◆ **Text block**

★ ★ ★ ★ ★

Notebooks lose context after a couple of seconds

edgarcutar commented 1 year ago

Something is weird about the notebooks session using a cluster kernel. After a couple of seconds without running any cell, all stored objects and even modules imported are lost.

Is this expected behavior? If not, how would you be able to work around it?

In this print below I ran both cells within 30 seconds and still got this error.

If I run the first two cells immediately and, 30 seconds later, try to run the next one, again I have an issue.

gbrueckl commented 1 year ago

this is definitely not as expected and the the session should live longer than 30 seconds. I could think of your session being cancelled due to high load on the cluster you are using? this is just a guess though

can you also check the Output window for paiqo.databicks-vscode ?

gbrueckl commented 1 year ago

just ran some quick tests and it works as expected in my environment If it were to happen regularly that the session expires after a couple of seconds, more people would have complained yet. So I think it must be related to something specific to your setup - can you share some more information here?

which connection manager are you using? any specifics about the cluster?

edgarcutar commented 1 year ago

this is definitely not as expected and the the session should live longer than 30 seconds. I could think of your session being cancelled due to high load on the cluster you are using? this is just a guess though

That might be the case, however even when I start a single cluster and I'm the only one using it, I still have the same issue. It's worth noting that this never happens if I use the databricks notebook inside databricks.

can you also check the Output window for paiqo.databicks-vscode ?

★ ★ ★ ★ ★

(Region pointing data)

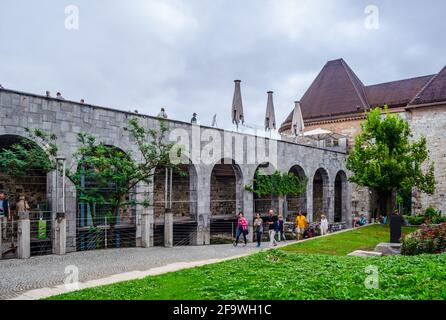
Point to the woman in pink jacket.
(242, 228)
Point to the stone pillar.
(204, 205)
(310, 200)
(147, 224)
(329, 199)
(1, 236)
(144, 216)
(23, 236)
(281, 201)
(248, 204)
(168, 228)
(60, 235)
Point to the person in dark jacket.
(280, 229)
(258, 228)
(5, 213)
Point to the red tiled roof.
(337, 92)
(395, 93)
(433, 91)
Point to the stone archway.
(340, 200)
(262, 204)
(320, 194)
(226, 189)
(296, 203)
(33, 185)
(184, 192)
(100, 224)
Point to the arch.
(262, 204)
(226, 189)
(320, 194)
(340, 200)
(33, 185)
(296, 203)
(116, 231)
(184, 191)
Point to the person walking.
(162, 114)
(5, 213)
(242, 229)
(258, 227)
(194, 119)
(272, 226)
(324, 225)
(301, 223)
(22, 205)
(280, 229)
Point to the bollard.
(23, 236)
(60, 236)
(147, 230)
(168, 228)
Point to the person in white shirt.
(324, 225)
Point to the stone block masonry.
(195, 196)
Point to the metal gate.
(9, 238)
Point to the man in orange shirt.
(301, 223)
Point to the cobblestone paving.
(19, 276)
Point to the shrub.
(417, 220)
(428, 239)
(430, 216)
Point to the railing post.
(60, 236)
(60, 228)
(147, 228)
(24, 236)
(168, 228)
(1, 236)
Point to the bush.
(428, 239)
(430, 216)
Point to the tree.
(113, 174)
(386, 159)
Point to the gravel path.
(19, 276)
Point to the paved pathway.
(20, 276)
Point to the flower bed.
(428, 239)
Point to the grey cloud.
(184, 55)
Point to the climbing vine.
(280, 184)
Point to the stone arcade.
(207, 193)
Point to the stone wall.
(223, 194)
(430, 122)
(181, 193)
(66, 119)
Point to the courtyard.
(299, 271)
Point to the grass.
(341, 244)
(291, 274)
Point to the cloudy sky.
(184, 55)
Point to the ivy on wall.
(280, 184)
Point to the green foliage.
(344, 243)
(35, 152)
(278, 275)
(278, 183)
(428, 239)
(430, 216)
(105, 175)
(385, 159)
(416, 220)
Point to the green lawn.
(341, 244)
(289, 274)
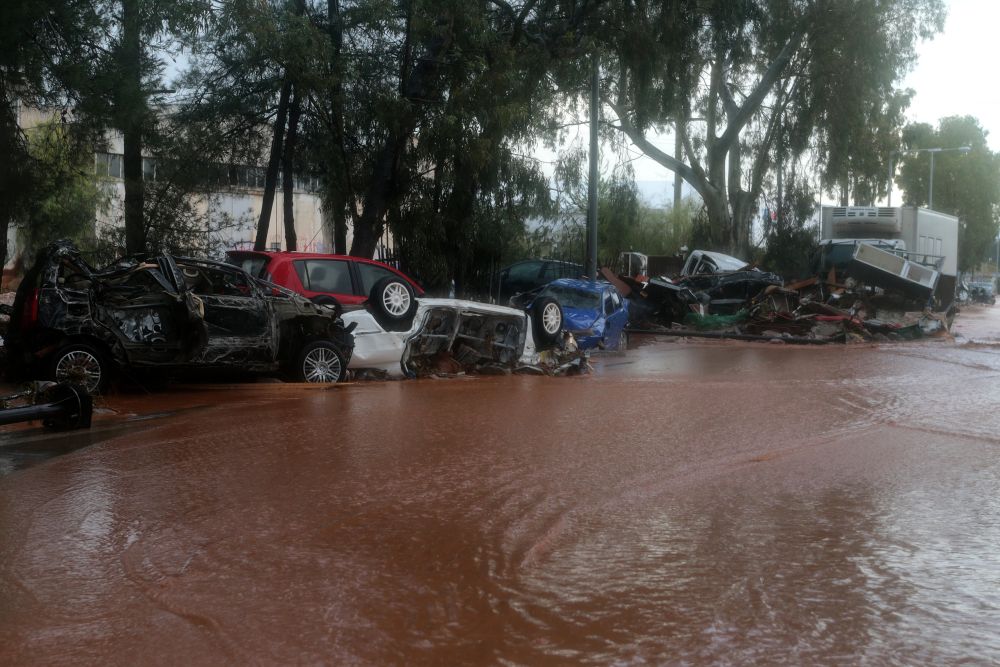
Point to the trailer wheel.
(80, 364)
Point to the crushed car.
(73, 323)
(595, 313)
(709, 283)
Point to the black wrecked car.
(70, 322)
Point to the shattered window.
(524, 271)
(327, 275)
(569, 297)
(371, 274)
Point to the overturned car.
(709, 283)
(71, 322)
(398, 335)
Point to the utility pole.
(678, 147)
(595, 112)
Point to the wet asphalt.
(687, 503)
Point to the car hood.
(576, 319)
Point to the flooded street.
(690, 503)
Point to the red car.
(320, 276)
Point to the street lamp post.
(933, 152)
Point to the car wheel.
(327, 300)
(321, 361)
(547, 321)
(622, 341)
(393, 301)
(80, 364)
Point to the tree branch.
(670, 162)
(753, 101)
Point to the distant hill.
(660, 194)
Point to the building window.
(108, 164)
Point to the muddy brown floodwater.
(688, 503)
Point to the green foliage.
(66, 193)
(624, 223)
(966, 185)
(790, 239)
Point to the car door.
(327, 277)
(238, 322)
(615, 315)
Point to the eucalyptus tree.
(745, 82)
(139, 37)
(965, 184)
(45, 53)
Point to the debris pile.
(749, 304)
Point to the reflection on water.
(707, 503)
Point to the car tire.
(393, 302)
(547, 321)
(320, 362)
(622, 342)
(80, 364)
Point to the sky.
(956, 72)
(955, 75)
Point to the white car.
(403, 339)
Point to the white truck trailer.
(916, 245)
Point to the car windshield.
(571, 297)
(727, 263)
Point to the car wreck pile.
(717, 296)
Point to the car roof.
(581, 284)
(289, 254)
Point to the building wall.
(240, 199)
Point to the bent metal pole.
(595, 119)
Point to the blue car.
(595, 313)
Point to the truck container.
(919, 236)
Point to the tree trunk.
(12, 169)
(386, 184)
(132, 113)
(271, 177)
(288, 171)
(341, 191)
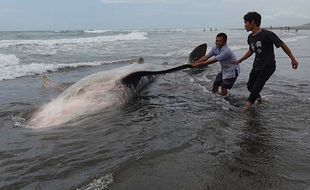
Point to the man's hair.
(223, 35)
(253, 16)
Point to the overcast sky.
(145, 14)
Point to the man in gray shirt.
(229, 71)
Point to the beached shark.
(101, 90)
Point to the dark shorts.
(225, 83)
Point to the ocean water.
(175, 134)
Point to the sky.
(146, 14)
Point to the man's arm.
(246, 55)
(291, 56)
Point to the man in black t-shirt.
(261, 43)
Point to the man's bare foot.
(247, 106)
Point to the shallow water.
(175, 134)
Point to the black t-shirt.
(262, 45)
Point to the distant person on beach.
(229, 71)
(261, 43)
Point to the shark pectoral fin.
(47, 83)
(197, 53)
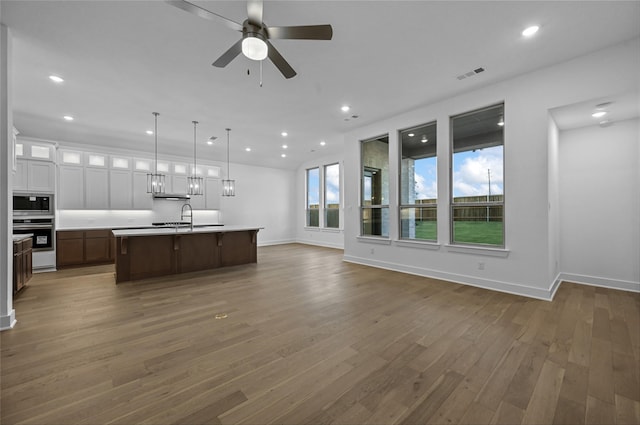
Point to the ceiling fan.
(254, 43)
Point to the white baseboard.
(510, 288)
(320, 243)
(280, 242)
(623, 285)
(8, 322)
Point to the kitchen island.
(144, 253)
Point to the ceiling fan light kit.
(254, 43)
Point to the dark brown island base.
(144, 253)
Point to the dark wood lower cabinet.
(140, 257)
(83, 247)
(22, 263)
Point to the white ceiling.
(122, 60)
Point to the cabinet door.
(141, 199)
(71, 188)
(120, 190)
(41, 176)
(96, 250)
(18, 272)
(20, 176)
(96, 193)
(212, 189)
(69, 248)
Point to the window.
(477, 179)
(332, 196)
(375, 187)
(313, 197)
(418, 183)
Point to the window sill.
(373, 239)
(477, 250)
(417, 244)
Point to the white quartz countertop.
(183, 230)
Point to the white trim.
(8, 322)
(623, 285)
(319, 243)
(510, 288)
(478, 250)
(280, 242)
(417, 244)
(369, 239)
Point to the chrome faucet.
(182, 216)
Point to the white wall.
(7, 313)
(600, 205)
(332, 238)
(553, 186)
(524, 267)
(264, 197)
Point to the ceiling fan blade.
(204, 13)
(304, 32)
(254, 10)
(229, 55)
(279, 62)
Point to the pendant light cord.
(228, 168)
(195, 123)
(155, 133)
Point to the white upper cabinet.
(141, 199)
(96, 189)
(35, 169)
(70, 187)
(121, 189)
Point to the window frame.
(403, 206)
(324, 195)
(373, 207)
(306, 207)
(487, 204)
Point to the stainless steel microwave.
(32, 204)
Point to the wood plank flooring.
(309, 339)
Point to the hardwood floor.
(308, 339)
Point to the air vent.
(470, 73)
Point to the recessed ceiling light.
(528, 32)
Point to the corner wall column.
(7, 313)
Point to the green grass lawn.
(480, 232)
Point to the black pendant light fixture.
(228, 185)
(155, 180)
(194, 182)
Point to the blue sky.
(469, 174)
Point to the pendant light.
(155, 181)
(194, 183)
(228, 186)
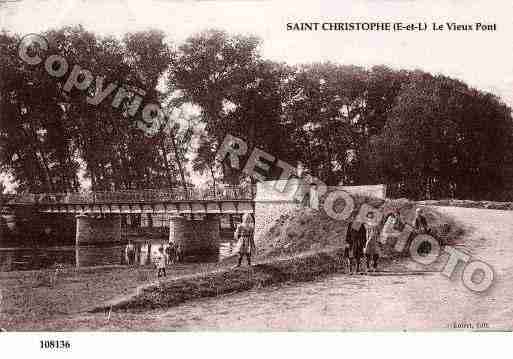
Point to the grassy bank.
(507, 206)
(32, 296)
(300, 246)
(170, 293)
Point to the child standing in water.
(160, 262)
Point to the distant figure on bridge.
(160, 263)
(172, 252)
(244, 236)
(130, 253)
(421, 225)
(372, 249)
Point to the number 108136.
(54, 344)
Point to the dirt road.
(394, 300)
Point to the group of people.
(362, 241)
(363, 238)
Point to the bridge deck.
(229, 199)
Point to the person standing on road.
(371, 249)
(244, 236)
(421, 225)
(160, 262)
(130, 253)
(355, 242)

★ ★ ★ ★ ★

◆ **Questions on the material**
**a)** In the notebooks issue thread, how long without running a cell does it take before stored objects and imported modules are lost?
**b)** List every sentence in gbrueckl's comments in the notebooks issue thread that ends with a question mark.

◆ **Task-by-task outputs**
**a)** A couple of seconds.

**b)**
- I could think of your session being cancelled due to high load on the cluster you are using?
- can you also check the Output window for paiqo.databicks-vscode ?
- So I think it must be related to something specific to your setup - can you share some more information here?
- which connection manager are you using?
- any specifics about the cluster?